> Source extract

Sealed growth chambers can create low-oxygen conditions, altering hypoxia/ROS signaling, which is known to confound microgravity effects. The EMCS hardware (OSD-314) provides a tightly controlled atmosphere (air-tight, regulated N₂/O₂/CO₂, ethylene removal), whereas the CARA plates (OSD-120) were exposed to the ambient ISS atmosphere. Prior analyses found clear hypoxic stress signatures. Starting with OSD-314 and OSD-120, this subgroup aims to compare sealed vs. ambient ISS growth conditions to help separate potential hypoxia responses from broader spaceflight environmental effects. For an overall approach, we’ll be conducting comparative transcriptomic analyses across selected datasets, pathway analyses, and creating a harmonized metadata table.
Research Question
Do sealed (EMCS) vs. ambient-cabin growth conditions produce distinct hypoxia/ROS transcriptional signatures in space-grown Arabidopsis? The hypothesis is that EMCS-grown plants will show stronger enrichment of hypoxia/ROS pathways, whereas a subset of gravitropism/cytoskeleton-related pathways will be consistent across chamber types.

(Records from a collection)

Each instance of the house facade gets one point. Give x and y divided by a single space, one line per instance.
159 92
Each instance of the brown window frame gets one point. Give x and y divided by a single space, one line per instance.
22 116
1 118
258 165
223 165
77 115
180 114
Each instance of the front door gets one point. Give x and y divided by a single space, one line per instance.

* * *

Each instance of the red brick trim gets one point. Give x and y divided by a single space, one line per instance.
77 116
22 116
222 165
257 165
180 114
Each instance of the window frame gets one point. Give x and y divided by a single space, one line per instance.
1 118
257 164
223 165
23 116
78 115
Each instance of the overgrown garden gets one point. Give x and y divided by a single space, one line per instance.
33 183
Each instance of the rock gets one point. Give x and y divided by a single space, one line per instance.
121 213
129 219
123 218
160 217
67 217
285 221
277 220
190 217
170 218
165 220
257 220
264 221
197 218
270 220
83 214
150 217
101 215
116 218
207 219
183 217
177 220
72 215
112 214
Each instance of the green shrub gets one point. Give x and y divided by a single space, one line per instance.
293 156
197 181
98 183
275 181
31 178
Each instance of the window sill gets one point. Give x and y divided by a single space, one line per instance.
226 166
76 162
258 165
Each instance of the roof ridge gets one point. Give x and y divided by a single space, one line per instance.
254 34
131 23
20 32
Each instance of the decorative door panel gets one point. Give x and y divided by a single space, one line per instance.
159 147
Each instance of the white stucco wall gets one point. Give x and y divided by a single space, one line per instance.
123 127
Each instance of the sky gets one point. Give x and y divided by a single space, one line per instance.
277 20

> Exercise brief
Decide whether each statement agrees with the research summary on sealed versus ambient growth. Answer yes or no and quote the words from the summary that settle it.
1. The CARA plates grew in the ambient ISS atmosphere.
2. The hypothesis predicts that plants grown in the ambient cabin will show stronger enrichment of hypoxia/ROS pathways.
3. The EMCS hardware removes ethylene.
Work from the text alone, not from the data.

> Expected answer
1. Yes: "the CARA plates (OSD-120) were exposed to the ambient ISS atmosphere"
2. No: "EMCS-grown plants will show stronger enrichment of hypoxia/ROS pathways"
3. Yes: "ethylene removal"